— Source document —
Air quality unhealthy throughout Missoula County, hazardous in Seeley Lake
At nightfall Friday, air quality was unhealthy across the Missoula Valley and about to become hazardous yet again in Seeley Lake.
The Missoula City-County Health Department’s latest update described the work week’s end as “a monstrously awful air quality day.”
“The particulate pollution stayed relatively constant at every monitor, although we did finally see some improvement in the Lolo monitor right around noon,” said Sarah Coefield, an air quality specialist with the Health Department.
All indications were that air quality would deteriorate overnight and through the weekend, when burning conditions are expected to favor the growth of the many wildfires contributing to the county’s air-quality woes.
When air quality is listed as “unhealthy,” people with heart or lung disease, smokers, children and the elderly should limit heavy or prolonged exertion and limit the time they spend outdoors.
In Seeley Lake, where “hazardous” conditions have existed most recent days, health officers have urged residents to leave town until conditions improve. Air quality both indoors and outside is not suitable for even healthy adults in Seeley.

— Work item A —
According to the article on Missoula County air quality, what have health officers urged Seeley Lake residents to do?
— Work item B —
Extend the article on Missoula County air quality, starting after its last sentence.
The records that come next are separate material and not part of the Missoula County air quality article.

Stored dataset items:

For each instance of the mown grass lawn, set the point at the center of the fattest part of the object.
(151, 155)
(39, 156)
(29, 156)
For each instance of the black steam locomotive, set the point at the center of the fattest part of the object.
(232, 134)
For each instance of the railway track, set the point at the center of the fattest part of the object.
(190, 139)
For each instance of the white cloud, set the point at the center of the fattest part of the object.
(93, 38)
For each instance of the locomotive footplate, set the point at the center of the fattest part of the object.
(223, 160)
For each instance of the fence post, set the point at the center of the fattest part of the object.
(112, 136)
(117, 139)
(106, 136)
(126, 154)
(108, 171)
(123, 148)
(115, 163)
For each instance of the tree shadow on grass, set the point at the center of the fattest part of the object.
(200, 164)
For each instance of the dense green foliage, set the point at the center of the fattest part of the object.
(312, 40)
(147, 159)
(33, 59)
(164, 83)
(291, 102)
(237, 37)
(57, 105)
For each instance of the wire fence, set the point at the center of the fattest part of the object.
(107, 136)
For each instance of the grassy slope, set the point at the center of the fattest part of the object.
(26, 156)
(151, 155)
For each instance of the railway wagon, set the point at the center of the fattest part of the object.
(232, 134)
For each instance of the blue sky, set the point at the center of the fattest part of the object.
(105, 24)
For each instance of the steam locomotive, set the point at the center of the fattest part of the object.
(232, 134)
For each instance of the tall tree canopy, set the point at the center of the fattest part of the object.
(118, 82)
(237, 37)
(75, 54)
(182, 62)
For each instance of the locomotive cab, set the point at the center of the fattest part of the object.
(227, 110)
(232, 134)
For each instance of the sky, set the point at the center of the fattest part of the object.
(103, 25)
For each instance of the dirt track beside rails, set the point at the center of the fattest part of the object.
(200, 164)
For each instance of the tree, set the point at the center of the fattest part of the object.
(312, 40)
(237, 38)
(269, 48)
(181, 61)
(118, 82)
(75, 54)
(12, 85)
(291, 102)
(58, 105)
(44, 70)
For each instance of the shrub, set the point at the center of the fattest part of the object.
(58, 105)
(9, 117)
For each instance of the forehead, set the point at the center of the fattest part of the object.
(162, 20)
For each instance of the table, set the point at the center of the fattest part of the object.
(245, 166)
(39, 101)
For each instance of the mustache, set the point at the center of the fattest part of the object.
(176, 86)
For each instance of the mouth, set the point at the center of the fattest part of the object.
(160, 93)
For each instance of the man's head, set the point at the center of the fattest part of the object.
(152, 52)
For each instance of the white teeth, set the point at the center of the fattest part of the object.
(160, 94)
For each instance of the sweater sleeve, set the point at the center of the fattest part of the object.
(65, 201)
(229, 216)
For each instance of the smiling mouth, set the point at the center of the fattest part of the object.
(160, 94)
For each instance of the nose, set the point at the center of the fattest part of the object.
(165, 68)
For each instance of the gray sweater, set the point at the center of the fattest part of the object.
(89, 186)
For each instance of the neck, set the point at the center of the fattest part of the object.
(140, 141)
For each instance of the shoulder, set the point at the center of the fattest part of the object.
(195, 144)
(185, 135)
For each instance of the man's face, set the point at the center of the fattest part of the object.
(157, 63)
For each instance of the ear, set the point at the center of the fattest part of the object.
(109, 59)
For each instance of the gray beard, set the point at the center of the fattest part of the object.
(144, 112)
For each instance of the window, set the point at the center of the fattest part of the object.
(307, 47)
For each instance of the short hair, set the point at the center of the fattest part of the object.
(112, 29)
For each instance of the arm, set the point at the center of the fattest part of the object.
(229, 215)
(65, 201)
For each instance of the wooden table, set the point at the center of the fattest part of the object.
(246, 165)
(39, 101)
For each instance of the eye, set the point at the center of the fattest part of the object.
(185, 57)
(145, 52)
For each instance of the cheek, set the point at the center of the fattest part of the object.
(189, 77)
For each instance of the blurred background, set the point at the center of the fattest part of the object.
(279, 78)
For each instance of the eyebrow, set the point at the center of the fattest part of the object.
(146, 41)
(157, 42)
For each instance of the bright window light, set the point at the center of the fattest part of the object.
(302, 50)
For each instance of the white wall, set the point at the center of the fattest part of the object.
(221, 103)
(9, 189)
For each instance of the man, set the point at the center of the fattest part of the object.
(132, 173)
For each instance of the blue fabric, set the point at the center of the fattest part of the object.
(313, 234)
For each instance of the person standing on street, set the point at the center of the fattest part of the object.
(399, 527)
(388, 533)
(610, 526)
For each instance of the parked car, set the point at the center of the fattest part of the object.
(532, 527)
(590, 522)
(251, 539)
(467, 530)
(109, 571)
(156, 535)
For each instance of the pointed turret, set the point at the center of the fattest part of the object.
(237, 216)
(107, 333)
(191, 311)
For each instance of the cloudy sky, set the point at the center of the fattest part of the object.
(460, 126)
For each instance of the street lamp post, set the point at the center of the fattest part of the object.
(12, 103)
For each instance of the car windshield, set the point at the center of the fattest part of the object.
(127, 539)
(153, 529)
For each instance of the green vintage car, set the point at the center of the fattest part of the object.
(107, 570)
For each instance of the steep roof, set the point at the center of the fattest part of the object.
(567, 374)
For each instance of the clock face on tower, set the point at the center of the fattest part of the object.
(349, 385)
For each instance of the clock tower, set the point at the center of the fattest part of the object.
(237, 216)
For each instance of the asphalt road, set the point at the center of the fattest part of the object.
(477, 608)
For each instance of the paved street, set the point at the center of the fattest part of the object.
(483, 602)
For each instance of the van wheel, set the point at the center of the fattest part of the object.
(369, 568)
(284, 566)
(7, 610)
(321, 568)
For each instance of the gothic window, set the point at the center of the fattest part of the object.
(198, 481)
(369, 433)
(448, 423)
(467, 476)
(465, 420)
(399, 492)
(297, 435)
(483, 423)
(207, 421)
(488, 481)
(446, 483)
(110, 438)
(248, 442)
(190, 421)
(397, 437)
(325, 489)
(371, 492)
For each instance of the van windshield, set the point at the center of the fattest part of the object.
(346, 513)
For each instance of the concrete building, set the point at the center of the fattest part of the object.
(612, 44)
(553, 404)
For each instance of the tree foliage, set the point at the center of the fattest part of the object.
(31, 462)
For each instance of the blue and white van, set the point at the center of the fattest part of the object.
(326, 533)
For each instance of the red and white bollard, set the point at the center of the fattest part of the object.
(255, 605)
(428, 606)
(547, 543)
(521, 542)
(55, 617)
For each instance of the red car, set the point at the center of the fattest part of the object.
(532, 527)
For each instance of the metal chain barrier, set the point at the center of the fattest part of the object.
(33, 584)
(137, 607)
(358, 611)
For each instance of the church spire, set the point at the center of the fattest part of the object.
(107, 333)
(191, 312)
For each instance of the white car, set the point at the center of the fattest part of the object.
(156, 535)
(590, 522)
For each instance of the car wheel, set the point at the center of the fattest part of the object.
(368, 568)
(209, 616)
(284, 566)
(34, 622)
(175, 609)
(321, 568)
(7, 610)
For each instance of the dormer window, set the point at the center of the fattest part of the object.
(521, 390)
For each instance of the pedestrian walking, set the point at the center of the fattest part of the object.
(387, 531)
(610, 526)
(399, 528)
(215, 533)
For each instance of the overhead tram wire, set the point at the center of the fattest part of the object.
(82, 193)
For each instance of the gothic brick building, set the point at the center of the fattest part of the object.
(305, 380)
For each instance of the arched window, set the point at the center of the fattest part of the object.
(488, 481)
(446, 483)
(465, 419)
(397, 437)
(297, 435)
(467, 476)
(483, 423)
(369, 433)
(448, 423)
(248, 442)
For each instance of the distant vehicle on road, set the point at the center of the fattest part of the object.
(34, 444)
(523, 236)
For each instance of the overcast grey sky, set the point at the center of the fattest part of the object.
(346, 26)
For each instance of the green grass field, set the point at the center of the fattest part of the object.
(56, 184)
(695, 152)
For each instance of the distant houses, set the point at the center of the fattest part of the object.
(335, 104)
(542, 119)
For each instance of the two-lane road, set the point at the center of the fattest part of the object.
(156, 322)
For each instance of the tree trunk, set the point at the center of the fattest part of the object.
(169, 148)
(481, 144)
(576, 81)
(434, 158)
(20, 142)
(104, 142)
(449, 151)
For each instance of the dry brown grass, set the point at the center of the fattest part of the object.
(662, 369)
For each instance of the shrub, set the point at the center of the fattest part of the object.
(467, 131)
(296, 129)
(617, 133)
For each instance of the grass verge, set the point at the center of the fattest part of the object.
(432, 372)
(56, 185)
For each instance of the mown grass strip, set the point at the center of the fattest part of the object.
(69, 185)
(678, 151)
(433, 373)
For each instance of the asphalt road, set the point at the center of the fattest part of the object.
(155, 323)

— Your response A —
Health officers have urged them to leave town until conditions improve.

— Your response B —
“The tremendously depressing National Weather Service prediction of ‘light and variable’ winds in Seeley Lake after midnight, and then calm wind in the morning, means another smoky, smoky night and morning for the valley,” Coefield said Friday evening. “Air quality in Seeley Lake is likely to be hazardous by morning.”
When air quality is hazardous, she said, “all people should limit or avoid outdoor exertion and leave the area or stay indoors with filtered air when possible.”
Throughout Missoula County, Coefield said, “atmospheric mixing is going to shut down pretty abruptly this evening, at which point the Canadian smoke should be cut off. Unfortunately, we’ll still be stuck with whatever additional smoke the local fires contribute to our air tonight.”
Wildfires in Missoula County burned actively on Friday afternoon, and the weekend forecast of a red flag warning – for high winds – prompted an expansion of the evacuation warning for Highway 12 to include both the north and south sides of the road from milepost 20 at Bear Creek to Fort Fizzle.
Hazardous driving conditions also have been reported on Highway 12 because of the smoke.